Everyone’s together at Yachad
Orthodox Union’s group for people with special needs and their friends celebrates an anniversary
For the last five years, the Mendel Balk Yachad Center in Teaneck has provided evening activities for participants — people with disabilities — and volunteers.
It sounds straightforward, right?
But real magic happens there.
The goal is to provide a homelike setting for participants, so that they can have fun, be with their friends, and enjoy an evening out. It gives their families a break — no matter how loving and caring and devoted you are, everyone needs an occasional break — and it gives the mainly teenage volunteers who flock to the center a chance to enjoy themselves and be surrounded by an atmosphere of acceptance that, we know from reports years later, stays with them for life.
On Monday, March 20, New Jersey Yachad will honor some of its many supporters and volunteers at a gala dinner at Congregation Ahavath Torah in Englewood. (See below.)
The Balk Center is five years old now. It was created by Ariela Balk of Englewood in memory of her late husband, Mendel, and in support of her son Yoel.
Ms. Balk — who since has remarried, is now Ariela Balk Eshkenazi, has moved to Florida, and continues to support the center — “recognized a need for evening programs for individuals with developmental disabilities,” New Jersey Yachad’s director, Raquel Selevan, said. (Formally she’s Raquel, but in real life, she’s Rocky.)
(To back up, Yachad is a division of the Orthodox Union, and it’s international in scope. It works toward the inclusion of people with developmental disabilities into the larger Jewish world; its motto puts that goal simply and clearly. Why does Yachad do this work? “Because everyone belongs.”)
“Yoel is still a constant participant,” Larry Rein of West Orange said; Mr. Rein is Yachad’s senior development executive. “He’s here all day almost every day, at the Balk Center and also at our day program. He is a great, active participant, and an engaging fellow.
“The Balks have provided an environment that has been really advantageous.”
“It’s very helpful for families to have their children occupied with meaningful activities outside the home during afterschool or after-work hours,” Ms. Selevan said.
The center is open on Mondays through Thursdays from 4 to 7; it’s also open on Sunday mornings. Participants are divided into two groups by age; one is 21 and under, the other 22 and above. The youngest participant now is 12, and the oldest is in her late 40s. “People don’t age out of this program,” Ms. Selevan said.

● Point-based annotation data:
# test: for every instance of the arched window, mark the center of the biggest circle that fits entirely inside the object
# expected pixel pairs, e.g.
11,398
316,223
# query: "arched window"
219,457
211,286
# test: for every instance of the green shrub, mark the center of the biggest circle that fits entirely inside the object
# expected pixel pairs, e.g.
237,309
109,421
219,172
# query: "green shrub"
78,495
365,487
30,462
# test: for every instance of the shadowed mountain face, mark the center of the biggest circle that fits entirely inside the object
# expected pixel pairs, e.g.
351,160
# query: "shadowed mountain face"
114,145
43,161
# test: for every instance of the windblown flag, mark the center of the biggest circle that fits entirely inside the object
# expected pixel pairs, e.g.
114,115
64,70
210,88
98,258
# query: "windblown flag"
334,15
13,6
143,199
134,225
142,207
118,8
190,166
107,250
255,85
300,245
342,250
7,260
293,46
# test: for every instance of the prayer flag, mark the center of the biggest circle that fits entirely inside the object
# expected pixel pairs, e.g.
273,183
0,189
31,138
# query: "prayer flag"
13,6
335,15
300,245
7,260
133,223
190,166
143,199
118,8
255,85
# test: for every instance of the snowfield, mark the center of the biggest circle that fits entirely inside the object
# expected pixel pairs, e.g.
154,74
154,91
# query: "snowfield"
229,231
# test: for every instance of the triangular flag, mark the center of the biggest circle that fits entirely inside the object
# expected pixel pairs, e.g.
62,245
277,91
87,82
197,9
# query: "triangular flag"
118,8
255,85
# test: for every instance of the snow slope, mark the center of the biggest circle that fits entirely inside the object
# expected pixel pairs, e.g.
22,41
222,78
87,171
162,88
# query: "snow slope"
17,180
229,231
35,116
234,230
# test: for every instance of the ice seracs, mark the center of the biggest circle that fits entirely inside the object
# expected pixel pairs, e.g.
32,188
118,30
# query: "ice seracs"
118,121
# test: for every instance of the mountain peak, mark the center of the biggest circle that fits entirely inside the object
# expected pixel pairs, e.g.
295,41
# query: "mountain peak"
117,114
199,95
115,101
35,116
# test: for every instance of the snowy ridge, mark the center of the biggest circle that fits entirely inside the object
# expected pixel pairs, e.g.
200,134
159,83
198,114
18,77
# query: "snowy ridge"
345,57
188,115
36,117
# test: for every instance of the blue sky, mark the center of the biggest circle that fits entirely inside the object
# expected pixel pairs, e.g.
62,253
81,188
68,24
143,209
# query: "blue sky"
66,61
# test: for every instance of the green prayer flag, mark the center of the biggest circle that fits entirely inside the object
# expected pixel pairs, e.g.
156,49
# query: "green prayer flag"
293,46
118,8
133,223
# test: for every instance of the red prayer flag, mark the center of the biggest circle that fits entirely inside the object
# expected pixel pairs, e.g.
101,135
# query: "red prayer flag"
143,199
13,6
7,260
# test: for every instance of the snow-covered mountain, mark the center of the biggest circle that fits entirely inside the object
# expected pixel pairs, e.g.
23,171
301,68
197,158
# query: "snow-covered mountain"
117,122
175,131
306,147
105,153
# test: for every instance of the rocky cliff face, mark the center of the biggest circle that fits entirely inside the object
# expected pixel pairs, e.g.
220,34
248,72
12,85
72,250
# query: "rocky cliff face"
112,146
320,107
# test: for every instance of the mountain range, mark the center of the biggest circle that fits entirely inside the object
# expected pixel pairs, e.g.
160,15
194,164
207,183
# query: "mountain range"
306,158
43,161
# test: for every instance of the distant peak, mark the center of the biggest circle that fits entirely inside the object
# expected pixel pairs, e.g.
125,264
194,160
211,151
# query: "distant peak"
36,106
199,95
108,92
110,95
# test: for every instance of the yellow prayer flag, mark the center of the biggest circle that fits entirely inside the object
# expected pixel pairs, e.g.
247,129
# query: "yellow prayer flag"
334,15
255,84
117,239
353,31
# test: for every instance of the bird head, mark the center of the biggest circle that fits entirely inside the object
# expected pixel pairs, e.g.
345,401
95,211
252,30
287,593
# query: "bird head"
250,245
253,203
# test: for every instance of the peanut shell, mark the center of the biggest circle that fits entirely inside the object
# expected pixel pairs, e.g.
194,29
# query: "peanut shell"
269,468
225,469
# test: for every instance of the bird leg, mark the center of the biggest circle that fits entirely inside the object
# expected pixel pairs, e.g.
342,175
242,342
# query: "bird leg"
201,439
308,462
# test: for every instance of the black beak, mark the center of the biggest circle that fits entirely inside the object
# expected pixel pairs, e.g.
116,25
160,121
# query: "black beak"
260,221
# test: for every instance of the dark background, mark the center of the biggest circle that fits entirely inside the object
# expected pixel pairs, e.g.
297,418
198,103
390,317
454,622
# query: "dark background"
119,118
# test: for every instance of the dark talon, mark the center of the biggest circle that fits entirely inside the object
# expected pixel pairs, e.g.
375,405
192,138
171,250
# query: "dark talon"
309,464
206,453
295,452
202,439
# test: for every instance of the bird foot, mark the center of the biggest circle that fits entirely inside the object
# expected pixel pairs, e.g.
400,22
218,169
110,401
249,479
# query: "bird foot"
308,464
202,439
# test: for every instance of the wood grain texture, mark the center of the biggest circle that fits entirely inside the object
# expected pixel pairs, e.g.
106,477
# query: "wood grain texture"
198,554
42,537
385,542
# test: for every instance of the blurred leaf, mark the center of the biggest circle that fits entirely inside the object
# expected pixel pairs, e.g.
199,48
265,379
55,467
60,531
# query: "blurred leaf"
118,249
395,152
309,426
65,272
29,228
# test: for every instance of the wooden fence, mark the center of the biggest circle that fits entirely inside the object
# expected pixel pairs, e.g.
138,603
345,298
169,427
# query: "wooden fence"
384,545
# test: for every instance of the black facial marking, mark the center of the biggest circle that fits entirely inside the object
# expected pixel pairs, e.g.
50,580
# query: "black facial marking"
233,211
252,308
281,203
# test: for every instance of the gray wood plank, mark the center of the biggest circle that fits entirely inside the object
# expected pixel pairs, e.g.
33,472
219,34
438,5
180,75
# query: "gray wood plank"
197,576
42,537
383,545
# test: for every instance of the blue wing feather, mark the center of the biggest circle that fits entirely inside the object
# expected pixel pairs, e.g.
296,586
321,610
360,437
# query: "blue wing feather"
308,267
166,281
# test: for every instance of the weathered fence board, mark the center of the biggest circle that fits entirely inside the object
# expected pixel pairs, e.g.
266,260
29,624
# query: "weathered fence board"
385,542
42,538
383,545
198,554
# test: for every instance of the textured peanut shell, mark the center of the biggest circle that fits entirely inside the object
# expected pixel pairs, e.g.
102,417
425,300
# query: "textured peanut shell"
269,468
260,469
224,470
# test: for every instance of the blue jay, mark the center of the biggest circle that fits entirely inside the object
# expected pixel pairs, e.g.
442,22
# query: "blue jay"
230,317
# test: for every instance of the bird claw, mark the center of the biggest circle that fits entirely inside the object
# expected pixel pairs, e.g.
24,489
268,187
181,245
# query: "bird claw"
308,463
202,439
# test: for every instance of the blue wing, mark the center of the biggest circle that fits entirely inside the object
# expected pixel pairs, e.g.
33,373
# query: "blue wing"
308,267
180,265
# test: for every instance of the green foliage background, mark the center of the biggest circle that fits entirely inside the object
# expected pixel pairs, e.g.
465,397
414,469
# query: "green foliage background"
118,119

● Goals:
(1) According to the Yachad article, during what hours is the Balk Center open Mondays through Thursdays?
(2) In the entries, starting with the line that contains "# test: for every instance of the blue wing feather, mark" and going on through the last line of the entries, substitute "songbird" for "blue jay" and leave everything else unchanged. Give only those lines.

● Results of the exercise:
(1) From 4 to 7.

(2)
# test: for every instance of the blue wing feather, mark the center of the biggest circle that fits entirely inside the object
# expected pixel pairs, e.g.
296,586
321,610
360,437
# query: "blue wing feather"
308,267
166,281
# test: for every instance of the weathered fence board, mark the center of the biggest circle that fits entirely inside the object
# expected pixel pairs, e.g.
266,260
29,624
# query: "weathered fence board"
385,542
42,538
383,545
198,554
# test: for every instance of the textured peanut shell, mark the center of the biggest circle that fits entirely inside the object
# expected pixel pairs, e.g.
102,417
425,300
# query: "textured peanut shell"
269,468
260,469
224,470
# test: for every instance of the songbird, mark the center of the biggest circle that fits entirely inside the object
# expected pixel pairs, e.g.
442,22
# query: "songbird"
230,317
# test: for every instance of the bird claw, mark the center of the biggest circle that fits entirely inside the object
# expected pixel pairs, e.g.
24,489
268,187
181,245
# query: "bird claw"
308,463
202,439
# test: for every instance of the blue wing, mark the center of the biggest circle that fits entirely inside the object
# expected pixel pairs, e.g.
33,373
# query: "blue wing"
308,267
180,265
# test: for every instance of the green foliage background, mark the center of the biggest circle that fits entirely inside the object
# expected pixel pairs, e.g.
465,397
414,469
# query: "green foliage background"
118,119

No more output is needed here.